Data records:
########

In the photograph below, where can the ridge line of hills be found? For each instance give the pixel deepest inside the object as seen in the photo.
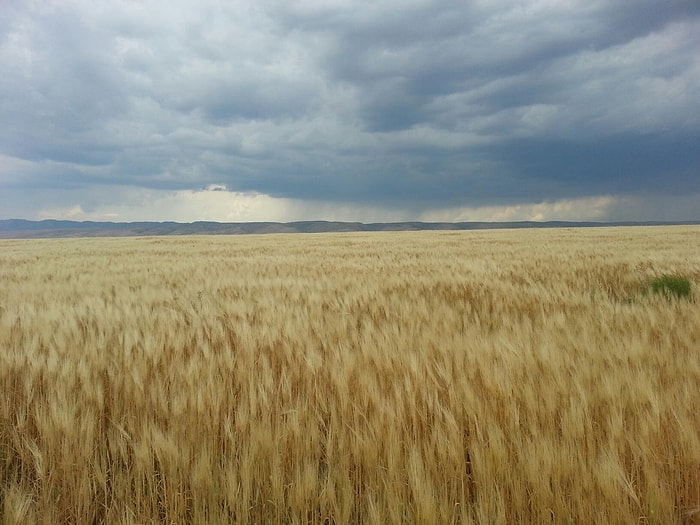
(26, 229)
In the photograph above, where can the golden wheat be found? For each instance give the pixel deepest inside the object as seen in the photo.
(436, 377)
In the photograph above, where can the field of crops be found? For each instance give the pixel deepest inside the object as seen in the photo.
(490, 377)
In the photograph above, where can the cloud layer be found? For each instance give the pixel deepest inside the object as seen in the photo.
(279, 110)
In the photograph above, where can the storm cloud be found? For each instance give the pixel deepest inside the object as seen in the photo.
(353, 110)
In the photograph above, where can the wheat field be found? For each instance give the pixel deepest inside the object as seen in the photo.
(487, 377)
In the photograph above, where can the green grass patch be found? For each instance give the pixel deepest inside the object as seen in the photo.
(671, 286)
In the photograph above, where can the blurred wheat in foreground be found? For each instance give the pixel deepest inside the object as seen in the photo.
(434, 377)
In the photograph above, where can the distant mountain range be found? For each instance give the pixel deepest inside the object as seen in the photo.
(24, 229)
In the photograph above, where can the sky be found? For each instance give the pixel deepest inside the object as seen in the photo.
(355, 110)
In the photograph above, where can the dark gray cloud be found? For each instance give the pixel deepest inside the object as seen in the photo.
(410, 106)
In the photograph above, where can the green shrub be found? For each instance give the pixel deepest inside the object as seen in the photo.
(672, 286)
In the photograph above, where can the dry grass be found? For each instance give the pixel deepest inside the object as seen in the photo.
(472, 377)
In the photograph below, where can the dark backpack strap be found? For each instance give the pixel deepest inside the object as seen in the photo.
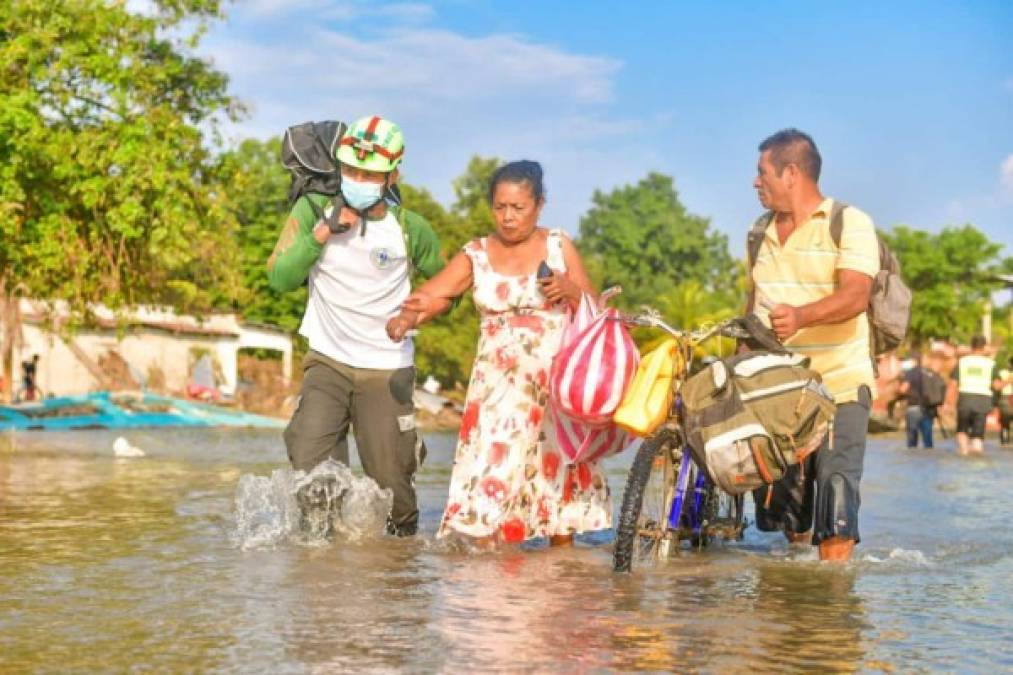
(837, 221)
(755, 238)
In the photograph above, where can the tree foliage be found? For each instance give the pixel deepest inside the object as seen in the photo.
(258, 183)
(951, 277)
(643, 238)
(107, 191)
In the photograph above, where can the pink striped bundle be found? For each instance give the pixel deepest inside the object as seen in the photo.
(580, 442)
(593, 369)
(590, 376)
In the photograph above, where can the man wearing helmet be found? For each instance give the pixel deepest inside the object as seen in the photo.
(358, 268)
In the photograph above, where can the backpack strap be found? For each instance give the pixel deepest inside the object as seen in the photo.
(401, 217)
(837, 221)
(755, 238)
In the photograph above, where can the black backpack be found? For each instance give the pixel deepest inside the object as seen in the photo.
(933, 388)
(308, 152)
(889, 303)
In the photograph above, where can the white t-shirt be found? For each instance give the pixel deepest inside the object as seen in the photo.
(356, 286)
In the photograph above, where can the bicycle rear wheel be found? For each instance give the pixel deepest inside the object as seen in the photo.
(642, 528)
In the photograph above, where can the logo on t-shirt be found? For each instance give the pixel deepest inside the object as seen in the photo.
(381, 257)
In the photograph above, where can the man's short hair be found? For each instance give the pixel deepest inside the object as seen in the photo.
(790, 146)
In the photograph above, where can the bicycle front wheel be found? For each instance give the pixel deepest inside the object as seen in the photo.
(642, 530)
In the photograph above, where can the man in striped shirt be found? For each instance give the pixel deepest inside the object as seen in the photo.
(813, 291)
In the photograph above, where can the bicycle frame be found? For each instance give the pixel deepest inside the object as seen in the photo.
(682, 489)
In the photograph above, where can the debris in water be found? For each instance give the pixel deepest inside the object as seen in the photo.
(123, 448)
(309, 508)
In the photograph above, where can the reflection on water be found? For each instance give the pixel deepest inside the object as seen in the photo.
(109, 564)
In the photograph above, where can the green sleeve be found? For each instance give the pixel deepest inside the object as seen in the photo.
(423, 245)
(296, 250)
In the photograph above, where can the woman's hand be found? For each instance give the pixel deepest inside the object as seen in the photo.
(559, 287)
(400, 324)
(425, 306)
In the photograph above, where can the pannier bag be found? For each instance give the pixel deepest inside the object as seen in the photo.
(595, 364)
(749, 418)
(648, 397)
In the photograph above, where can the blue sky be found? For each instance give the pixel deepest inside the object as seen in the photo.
(911, 103)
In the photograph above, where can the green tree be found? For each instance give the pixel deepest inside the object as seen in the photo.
(643, 238)
(951, 277)
(258, 182)
(446, 347)
(107, 192)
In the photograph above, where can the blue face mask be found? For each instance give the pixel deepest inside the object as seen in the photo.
(359, 195)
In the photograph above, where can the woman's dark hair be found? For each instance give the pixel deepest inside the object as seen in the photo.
(523, 170)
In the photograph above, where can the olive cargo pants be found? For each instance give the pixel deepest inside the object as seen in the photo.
(378, 405)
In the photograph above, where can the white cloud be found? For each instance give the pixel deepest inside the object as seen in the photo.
(455, 95)
(1006, 176)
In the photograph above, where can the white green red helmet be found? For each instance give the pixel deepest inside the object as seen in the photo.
(373, 144)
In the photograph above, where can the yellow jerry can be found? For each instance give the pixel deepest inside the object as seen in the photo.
(648, 398)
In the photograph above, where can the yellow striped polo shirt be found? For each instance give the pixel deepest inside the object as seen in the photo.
(804, 271)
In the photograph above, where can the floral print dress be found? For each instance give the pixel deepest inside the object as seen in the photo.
(510, 479)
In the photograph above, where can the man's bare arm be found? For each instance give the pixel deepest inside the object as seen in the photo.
(850, 300)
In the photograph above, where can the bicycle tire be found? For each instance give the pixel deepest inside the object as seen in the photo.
(628, 530)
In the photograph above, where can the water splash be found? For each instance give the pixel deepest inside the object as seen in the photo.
(903, 555)
(308, 508)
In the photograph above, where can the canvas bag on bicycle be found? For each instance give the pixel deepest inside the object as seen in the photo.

########

Retype only the lines running from the line with "In the photograph above, where can the floral" to the end of the listing, including both of those lines.

▶ [REPLY TO THE EXERCISE]:
In the photograph above, where can the floral print dress be found? For each instance give the pixel deepest inside the object as seen in the photo.
(510, 479)
In the photograph above, where can the man's bare arm be found? For each instance give the pixel deepest inside the object as seen in the photo.
(850, 300)
In the photograph above, where can the bicycle tire be found? For each instance give the pixel deepest inside the object as seen in the photo.
(628, 530)
In the photograph above, where can the water splash be found? For each instance give the pixel deepest inside the object as seen in the photo.
(903, 555)
(308, 508)
In the photograph above, where can the canvas bag on bicycle be found? For each instance give the pixel deepest inside the object as seen in the photo.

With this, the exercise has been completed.